TO DO:
What lines below contain the word "flag"? Please pull each one out.

PROVIDED ENTRIES:
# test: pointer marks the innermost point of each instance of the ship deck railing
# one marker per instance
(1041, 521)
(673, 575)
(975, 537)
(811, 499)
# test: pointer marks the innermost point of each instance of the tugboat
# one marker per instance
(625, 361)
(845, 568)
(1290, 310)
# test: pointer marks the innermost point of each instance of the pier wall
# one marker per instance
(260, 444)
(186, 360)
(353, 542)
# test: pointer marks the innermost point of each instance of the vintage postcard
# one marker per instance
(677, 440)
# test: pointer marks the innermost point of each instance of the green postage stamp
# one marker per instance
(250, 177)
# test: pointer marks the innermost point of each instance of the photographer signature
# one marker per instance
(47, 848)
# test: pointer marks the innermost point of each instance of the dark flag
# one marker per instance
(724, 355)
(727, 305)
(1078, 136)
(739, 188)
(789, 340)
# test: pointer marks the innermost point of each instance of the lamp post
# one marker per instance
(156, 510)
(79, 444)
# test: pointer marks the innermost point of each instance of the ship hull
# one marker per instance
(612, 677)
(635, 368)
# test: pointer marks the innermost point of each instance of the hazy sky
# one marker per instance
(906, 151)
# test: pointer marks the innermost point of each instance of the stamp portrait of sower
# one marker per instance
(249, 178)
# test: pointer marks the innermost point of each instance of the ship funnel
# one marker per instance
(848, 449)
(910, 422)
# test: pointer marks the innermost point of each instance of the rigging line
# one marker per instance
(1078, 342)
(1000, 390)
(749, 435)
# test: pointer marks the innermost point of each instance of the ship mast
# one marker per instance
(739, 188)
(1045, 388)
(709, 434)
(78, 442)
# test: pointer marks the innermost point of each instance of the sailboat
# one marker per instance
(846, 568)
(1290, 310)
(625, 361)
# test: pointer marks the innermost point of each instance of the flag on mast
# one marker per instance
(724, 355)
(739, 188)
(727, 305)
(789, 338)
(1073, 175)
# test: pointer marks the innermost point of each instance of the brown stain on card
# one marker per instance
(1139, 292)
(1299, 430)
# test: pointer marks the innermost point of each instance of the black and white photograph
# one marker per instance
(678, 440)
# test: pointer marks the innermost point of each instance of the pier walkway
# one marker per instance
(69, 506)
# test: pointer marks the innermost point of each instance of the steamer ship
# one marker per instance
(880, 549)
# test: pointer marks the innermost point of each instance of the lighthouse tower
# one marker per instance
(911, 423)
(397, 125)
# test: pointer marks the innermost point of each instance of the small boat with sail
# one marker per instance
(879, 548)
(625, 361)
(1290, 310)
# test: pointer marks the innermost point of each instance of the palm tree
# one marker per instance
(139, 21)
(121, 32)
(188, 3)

SOLUTION FOR THIS TASK:
# test: pointer marks the innermost point of each instance of the dark flag
# test: pointer marks the innermost point of each instance of the flag on mast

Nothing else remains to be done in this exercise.